Extracted entries START
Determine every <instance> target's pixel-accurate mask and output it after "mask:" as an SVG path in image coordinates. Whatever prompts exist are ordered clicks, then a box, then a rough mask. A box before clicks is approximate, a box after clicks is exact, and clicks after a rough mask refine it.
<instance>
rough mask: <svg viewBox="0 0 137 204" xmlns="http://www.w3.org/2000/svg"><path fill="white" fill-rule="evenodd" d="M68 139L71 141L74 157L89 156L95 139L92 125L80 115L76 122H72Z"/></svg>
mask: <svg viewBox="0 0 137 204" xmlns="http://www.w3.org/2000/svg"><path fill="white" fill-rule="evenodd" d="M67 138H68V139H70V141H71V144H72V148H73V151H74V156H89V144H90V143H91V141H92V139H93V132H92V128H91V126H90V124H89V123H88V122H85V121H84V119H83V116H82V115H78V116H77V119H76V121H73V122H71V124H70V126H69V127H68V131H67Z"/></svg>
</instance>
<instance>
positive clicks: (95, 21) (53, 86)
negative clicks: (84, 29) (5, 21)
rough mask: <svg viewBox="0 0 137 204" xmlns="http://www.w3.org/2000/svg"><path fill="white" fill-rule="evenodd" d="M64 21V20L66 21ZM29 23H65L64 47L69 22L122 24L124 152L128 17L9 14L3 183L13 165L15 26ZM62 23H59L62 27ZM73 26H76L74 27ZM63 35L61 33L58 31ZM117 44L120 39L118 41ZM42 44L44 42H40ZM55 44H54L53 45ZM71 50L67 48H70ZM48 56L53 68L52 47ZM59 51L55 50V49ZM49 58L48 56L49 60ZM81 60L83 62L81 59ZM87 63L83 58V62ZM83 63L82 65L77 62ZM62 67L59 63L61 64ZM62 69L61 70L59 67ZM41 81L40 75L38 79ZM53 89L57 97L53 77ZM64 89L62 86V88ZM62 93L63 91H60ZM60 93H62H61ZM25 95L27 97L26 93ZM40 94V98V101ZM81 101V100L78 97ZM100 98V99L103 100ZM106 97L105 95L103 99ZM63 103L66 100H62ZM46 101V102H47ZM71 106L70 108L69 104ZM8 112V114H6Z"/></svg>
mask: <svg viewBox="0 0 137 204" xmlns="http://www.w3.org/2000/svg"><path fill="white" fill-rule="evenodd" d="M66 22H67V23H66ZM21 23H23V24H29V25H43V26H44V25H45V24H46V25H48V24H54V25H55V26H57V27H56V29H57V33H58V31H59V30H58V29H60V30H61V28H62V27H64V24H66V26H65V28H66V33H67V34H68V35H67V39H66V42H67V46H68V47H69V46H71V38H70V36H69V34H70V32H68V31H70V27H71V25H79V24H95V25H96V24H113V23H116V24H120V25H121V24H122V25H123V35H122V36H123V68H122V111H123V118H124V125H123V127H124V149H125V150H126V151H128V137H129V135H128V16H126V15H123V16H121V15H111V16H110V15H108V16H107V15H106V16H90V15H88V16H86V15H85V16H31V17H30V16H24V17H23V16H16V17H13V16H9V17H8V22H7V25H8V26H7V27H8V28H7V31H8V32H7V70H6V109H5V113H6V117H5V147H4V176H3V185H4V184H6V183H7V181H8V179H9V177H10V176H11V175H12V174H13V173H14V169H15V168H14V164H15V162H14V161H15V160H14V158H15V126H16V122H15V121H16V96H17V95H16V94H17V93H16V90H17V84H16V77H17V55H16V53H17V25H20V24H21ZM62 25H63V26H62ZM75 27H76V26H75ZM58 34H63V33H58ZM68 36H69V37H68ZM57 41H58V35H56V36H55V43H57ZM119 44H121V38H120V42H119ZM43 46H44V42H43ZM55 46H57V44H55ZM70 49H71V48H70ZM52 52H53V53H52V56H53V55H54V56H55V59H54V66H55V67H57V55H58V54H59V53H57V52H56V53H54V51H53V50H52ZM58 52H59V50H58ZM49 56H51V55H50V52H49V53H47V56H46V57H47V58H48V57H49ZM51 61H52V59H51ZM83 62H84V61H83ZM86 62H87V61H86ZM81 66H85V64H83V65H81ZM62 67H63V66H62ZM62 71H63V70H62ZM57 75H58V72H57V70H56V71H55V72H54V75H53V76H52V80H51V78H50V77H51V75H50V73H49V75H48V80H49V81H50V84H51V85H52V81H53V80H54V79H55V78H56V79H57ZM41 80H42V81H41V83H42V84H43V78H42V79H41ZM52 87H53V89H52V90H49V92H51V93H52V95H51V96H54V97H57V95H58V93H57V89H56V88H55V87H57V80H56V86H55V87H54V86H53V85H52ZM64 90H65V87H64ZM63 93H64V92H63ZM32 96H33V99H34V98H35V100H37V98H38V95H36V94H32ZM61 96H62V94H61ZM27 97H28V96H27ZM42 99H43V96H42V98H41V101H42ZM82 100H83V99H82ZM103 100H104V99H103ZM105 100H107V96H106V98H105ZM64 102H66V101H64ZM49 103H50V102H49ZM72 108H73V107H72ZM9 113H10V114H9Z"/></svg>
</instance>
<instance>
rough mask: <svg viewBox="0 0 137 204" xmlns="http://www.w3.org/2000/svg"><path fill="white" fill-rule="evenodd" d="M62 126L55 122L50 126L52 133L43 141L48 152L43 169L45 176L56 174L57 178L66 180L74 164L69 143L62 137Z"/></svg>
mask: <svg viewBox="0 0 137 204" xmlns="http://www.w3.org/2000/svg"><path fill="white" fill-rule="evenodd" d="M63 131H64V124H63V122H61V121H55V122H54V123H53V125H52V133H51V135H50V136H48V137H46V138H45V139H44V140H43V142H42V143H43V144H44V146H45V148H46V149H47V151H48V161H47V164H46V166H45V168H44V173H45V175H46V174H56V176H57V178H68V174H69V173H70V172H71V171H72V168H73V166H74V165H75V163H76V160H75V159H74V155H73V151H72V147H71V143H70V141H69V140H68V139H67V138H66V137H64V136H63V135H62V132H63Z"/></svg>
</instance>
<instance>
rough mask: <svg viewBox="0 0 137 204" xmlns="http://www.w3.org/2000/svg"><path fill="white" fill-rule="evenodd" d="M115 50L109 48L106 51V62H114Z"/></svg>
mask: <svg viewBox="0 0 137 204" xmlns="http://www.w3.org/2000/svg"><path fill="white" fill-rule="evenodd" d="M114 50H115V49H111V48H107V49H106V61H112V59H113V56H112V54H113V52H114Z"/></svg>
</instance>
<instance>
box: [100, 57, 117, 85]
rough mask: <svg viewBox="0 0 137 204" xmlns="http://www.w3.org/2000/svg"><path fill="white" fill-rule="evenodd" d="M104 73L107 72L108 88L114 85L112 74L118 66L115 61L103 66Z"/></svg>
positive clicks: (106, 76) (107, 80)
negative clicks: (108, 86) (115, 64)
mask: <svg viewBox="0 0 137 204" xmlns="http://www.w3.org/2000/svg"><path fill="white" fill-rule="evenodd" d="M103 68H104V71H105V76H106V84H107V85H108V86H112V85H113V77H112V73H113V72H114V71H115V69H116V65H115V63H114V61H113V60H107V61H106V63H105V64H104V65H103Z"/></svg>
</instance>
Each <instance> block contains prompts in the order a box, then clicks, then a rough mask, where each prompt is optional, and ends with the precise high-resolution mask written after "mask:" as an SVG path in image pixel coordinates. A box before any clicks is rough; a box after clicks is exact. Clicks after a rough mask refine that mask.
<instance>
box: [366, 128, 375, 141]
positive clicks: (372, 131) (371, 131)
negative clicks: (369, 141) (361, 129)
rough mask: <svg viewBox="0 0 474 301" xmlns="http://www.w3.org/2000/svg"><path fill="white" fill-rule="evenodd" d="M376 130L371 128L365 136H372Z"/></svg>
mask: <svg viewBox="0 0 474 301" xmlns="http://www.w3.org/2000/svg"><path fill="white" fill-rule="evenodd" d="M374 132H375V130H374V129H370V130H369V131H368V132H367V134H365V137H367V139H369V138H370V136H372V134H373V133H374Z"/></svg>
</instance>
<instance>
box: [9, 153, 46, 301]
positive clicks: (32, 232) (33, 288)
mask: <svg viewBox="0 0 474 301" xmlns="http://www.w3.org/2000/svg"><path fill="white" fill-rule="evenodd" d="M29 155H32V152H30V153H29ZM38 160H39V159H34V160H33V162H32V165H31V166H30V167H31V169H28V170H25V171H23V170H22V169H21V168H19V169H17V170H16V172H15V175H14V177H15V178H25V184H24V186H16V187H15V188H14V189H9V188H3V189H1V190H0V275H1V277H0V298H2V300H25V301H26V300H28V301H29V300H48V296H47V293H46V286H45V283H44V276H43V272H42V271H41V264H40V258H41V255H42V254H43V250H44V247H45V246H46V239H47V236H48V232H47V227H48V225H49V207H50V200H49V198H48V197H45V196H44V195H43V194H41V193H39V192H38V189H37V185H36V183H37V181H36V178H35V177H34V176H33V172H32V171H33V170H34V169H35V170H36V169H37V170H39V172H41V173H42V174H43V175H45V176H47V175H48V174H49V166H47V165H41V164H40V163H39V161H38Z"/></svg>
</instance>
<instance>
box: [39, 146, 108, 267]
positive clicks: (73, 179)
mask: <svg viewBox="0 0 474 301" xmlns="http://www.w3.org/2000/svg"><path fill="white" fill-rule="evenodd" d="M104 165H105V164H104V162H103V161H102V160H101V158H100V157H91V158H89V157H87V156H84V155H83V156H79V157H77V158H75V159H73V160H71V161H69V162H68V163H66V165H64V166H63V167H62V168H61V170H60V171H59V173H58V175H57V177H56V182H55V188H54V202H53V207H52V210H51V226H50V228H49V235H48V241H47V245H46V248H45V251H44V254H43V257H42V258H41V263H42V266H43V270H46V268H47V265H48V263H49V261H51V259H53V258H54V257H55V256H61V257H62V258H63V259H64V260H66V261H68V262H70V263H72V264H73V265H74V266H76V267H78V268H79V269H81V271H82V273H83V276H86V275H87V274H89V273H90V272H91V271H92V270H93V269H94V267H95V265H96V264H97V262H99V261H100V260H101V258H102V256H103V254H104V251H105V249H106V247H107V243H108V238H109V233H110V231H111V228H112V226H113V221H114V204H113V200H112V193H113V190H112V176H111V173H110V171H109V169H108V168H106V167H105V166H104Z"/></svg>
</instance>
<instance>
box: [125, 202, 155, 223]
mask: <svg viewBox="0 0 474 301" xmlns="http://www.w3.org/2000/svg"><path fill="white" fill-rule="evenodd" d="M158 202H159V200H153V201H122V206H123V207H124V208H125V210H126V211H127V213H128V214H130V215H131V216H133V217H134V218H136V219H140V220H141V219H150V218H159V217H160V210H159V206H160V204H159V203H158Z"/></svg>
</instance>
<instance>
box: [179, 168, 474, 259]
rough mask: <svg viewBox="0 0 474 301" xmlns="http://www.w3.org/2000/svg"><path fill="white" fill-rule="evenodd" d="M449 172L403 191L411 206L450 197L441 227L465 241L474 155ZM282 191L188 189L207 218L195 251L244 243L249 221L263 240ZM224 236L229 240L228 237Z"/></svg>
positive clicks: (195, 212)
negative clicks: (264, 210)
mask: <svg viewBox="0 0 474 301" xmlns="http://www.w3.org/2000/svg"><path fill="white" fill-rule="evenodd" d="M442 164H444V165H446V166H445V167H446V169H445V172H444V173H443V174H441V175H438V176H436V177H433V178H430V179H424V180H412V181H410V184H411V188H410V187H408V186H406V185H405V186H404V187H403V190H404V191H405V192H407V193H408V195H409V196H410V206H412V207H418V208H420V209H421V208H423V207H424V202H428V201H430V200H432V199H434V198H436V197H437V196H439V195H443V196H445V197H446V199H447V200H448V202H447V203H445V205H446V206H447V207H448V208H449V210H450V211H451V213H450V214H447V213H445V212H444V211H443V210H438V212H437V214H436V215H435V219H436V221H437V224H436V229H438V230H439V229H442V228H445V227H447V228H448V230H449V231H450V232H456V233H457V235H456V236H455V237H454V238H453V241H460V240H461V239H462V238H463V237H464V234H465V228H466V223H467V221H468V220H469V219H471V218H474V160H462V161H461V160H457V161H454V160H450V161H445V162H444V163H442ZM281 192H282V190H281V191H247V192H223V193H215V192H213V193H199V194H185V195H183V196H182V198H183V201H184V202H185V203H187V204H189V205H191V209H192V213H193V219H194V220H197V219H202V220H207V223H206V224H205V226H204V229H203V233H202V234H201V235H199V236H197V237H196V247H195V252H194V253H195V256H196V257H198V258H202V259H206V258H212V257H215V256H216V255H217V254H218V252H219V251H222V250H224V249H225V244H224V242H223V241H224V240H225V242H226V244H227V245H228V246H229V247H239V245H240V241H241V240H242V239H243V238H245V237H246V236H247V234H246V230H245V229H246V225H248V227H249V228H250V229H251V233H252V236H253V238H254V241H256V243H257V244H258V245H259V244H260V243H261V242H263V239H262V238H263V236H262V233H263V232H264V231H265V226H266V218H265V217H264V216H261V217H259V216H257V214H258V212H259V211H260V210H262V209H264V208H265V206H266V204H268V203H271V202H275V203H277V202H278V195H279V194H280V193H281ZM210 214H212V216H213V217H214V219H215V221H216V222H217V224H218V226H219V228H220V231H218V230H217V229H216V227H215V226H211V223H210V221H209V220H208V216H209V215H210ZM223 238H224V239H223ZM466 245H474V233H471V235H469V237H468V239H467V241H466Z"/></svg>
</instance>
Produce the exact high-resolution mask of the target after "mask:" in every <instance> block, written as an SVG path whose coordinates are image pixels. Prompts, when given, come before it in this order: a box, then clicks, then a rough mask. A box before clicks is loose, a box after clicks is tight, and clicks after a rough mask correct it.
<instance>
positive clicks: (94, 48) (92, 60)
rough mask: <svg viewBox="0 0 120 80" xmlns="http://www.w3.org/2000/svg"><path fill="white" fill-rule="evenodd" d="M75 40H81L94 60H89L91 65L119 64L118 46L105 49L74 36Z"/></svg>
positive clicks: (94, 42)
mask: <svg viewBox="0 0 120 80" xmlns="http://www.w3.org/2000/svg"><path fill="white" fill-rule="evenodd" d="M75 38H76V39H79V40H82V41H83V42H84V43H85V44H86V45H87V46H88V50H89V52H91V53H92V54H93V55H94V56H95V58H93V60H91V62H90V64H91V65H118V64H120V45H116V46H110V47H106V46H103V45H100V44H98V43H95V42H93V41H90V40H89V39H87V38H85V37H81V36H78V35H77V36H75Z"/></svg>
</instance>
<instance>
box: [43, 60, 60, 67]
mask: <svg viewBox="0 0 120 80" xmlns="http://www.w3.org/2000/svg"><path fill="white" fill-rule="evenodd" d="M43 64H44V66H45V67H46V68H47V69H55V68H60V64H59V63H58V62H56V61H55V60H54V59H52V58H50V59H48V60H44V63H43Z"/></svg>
Extracted entries END
Task requirements: Only the lines from the one with "positive clicks: (94, 48) (92, 60)" through the end of the data should be printed, each exactly as it appears.

Response to this exercise:
positive clicks: (94, 48) (92, 60)
rough mask: <svg viewBox="0 0 120 80" xmlns="http://www.w3.org/2000/svg"><path fill="white" fill-rule="evenodd" d="M75 40H81L94 60H89L91 65L119 64L118 46L105 49L74 36Z"/></svg>
positive clicks: (94, 42)
mask: <svg viewBox="0 0 120 80" xmlns="http://www.w3.org/2000/svg"><path fill="white" fill-rule="evenodd" d="M75 38H76V39H79V40H82V41H83V42H84V43H85V44H86V45H87V46H88V50H89V52H91V53H92V54H93V55H94V56H95V58H93V60H91V62H90V64H91V65H118V64H120V45H116V46H110V47H106V46H103V45H100V44H98V43H95V42H93V41H90V40H89V39H87V38H85V37H81V36H78V35H77V36H75Z"/></svg>
</instance>
<instance>
box: [43, 60, 60, 67]
mask: <svg viewBox="0 0 120 80" xmlns="http://www.w3.org/2000/svg"><path fill="white" fill-rule="evenodd" d="M43 64H44V66H45V67H46V68H47V69H55V68H60V64H59V63H58V62H56V61H55V60H54V59H52V58H50V59H48V60H44V63H43Z"/></svg>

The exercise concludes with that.